[Collected data]
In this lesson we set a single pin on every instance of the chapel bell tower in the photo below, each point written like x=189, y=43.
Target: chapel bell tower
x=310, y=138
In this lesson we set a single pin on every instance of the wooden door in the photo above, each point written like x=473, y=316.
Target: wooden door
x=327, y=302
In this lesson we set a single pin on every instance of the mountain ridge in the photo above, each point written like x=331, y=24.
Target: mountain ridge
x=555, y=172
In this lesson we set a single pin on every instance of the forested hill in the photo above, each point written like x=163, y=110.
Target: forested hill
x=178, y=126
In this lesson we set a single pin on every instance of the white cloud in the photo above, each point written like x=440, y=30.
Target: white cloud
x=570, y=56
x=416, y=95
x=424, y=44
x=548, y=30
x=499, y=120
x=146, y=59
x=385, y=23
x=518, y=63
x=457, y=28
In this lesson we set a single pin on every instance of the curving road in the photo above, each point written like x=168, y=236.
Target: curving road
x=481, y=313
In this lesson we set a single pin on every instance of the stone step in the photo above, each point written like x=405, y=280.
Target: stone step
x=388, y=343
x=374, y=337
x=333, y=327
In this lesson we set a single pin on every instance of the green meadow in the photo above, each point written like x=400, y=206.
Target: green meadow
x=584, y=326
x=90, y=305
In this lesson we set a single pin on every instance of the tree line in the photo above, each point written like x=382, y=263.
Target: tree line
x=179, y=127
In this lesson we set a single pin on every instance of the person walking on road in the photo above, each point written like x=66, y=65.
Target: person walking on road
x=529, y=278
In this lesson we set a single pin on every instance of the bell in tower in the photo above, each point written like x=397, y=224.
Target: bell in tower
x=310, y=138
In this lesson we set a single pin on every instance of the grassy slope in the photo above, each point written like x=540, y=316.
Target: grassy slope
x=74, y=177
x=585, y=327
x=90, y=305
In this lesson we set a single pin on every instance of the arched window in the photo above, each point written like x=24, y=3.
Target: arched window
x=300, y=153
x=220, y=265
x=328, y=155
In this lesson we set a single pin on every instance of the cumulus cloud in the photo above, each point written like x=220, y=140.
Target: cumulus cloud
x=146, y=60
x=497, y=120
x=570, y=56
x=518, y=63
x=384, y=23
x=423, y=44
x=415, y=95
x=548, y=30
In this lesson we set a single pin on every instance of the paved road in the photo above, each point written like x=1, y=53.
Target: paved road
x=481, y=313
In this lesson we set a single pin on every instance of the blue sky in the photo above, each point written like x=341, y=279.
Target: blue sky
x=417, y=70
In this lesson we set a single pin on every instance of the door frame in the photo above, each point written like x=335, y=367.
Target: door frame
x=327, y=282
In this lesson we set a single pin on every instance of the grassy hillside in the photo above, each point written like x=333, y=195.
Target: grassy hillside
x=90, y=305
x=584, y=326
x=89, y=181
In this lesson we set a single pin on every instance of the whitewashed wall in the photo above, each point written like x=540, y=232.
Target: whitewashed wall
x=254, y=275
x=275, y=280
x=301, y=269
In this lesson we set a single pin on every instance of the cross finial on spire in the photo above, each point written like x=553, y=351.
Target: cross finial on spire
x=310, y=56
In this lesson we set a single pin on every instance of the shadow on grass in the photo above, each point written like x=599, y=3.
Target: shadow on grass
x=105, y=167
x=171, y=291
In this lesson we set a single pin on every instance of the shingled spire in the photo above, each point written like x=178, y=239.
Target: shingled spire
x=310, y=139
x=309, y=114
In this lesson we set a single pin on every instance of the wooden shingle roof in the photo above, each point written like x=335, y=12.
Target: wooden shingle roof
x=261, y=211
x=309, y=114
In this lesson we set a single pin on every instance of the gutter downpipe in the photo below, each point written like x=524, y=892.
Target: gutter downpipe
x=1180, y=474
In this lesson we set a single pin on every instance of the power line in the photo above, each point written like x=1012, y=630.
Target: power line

**Exercise prompt**
Write out all of the material above word for word, changing nothing.

**Task solution**
In this lesson we set a single pin on every instance of the chapel bell tower in the photo below, each point written like x=189, y=43.
Target: chapel bell tower
x=310, y=138
In this lesson we set a single pin on every instance of the wooden door in the photo above, each point written like x=473, y=316.
Target: wooden door
x=327, y=302
In this lesson we set a single pin on every instance of the mountain ridge in the photo above, each point written like x=331, y=24.
Target: mountain ridge
x=555, y=172
In this lesson we set a single pin on every instance of the forested hill in the photo above, each point written like x=163, y=110.
Target: forested hill
x=178, y=126
In this lesson we set a single pin on every instance of the white cloud in the photo above, each point written like x=440, y=30.
Target: white cloud
x=570, y=56
x=416, y=95
x=424, y=44
x=548, y=30
x=499, y=120
x=146, y=59
x=385, y=23
x=518, y=63
x=457, y=28
In this lesson we set a single pin on every instance of the curving road in the photo above, each point written like x=168, y=236.
Target: curving road
x=481, y=313
In this lesson we set a single pin on every instance of the stone step in the photo above, each point written like x=405, y=280.
Target: stone step
x=388, y=343
x=374, y=337
x=333, y=327
In this lesson we set a single pin on every instance of the green meadow in the photo above, each point written like x=400, y=206.
Target: green meadow
x=584, y=326
x=90, y=305
In this lesson we set a single pin on every instance of the tree line in the photo above, each point written like x=382, y=263.
Target: tree line
x=179, y=127
In this lesson we set a single pin on every instance of the person walking on road in the photo above, each point written like x=66, y=65.
Target: person walking on road
x=529, y=278
In this lesson we set a single pin on every instance of the bell in tower in the photo above, each point written like x=397, y=224.
Target: bell in tower
x=310, y=138
In this lesson we set a single pin on every instance of the grassy slope in the photo above, each point written like x=540, y=316.
Target: grassy slope
x=74, y=177
x=585, y=327
x=90, y=305
In this lesson we set a single pin on every instance of the arched window in the photo above, each point written like x=24, y=3.
Target: arched window
x=300, y=153
x=220, y=265
x=328, y=155
In this lesson we set a single pin on every instance of the cumulus cloud in the photo above, each point written like x=220, y=140.
Target: cumulus cloud
x=146, y=60
x=497, y=120
x=570, y=56
x=518, y=63
x=384, y=23
x=423, y=44
x=415, y=95
x=548, y=30
In this lesson we set a single pin on every instance of the paved road in the photo above, each point written like x=1, y=53.
Target: paved road
x=481, y=313
In this lesson we set a single pin on every instance of the blue sky in the photo above, each point written like x=341, y=279.
Target: blue sky
x=417, y=70
In this lesson we set a single pin on every instance of the door frame in the photo above, each point written like x=335, y=367.
Target: door frame
x=327, y=282
In this lesson we set a single pin on every instance of the grassy hillside in the photo above, each point written like x=333, y=195.
Target: grassy hillside
x=90, y=305
x=584, y=326
x=89, y=181
In this lesson we set a single pin on every instance of the whitewashed wall in the photo above, each point written like x=540, y=232.
Target: whitewashed wall
x=254, y=275
x=275, y=280
x=301, y=269
In this lesson we set a single pin on every instance of the cross finial on spire in the photo above, each point written like x=553, y=351.
Target: cross finial on spire
x=310, y=56
In this lesson we set a single pin on every instance of the shadow on grass in the photo above, each point written like x=599, y=3.
Target: shadow on grass
x=105, y=167
x=171, y=291
In this lesson we set a single pin on every instance of the shingled spire in the photo above, each point written like x=178, y=239.
Target: shingled spire
x=310, y=139
x=309, y=114
In this lesson we set a single pin on every instance of the wooden shingle roof in the photo above, each point written like x=335, y=12.
Target: wooden shingle roof
x=261, y=211
x=309, y=114
In this lesson we set a single pin on every instance of the gutter downpipe in the photo below, each point written like x=524, y=892.
Target: gutter downpipe
x=1180, y=474
In this lesson we set a single pin on every instance of the power line in the photo above, each point written like x=1012, y=630.
Target: power line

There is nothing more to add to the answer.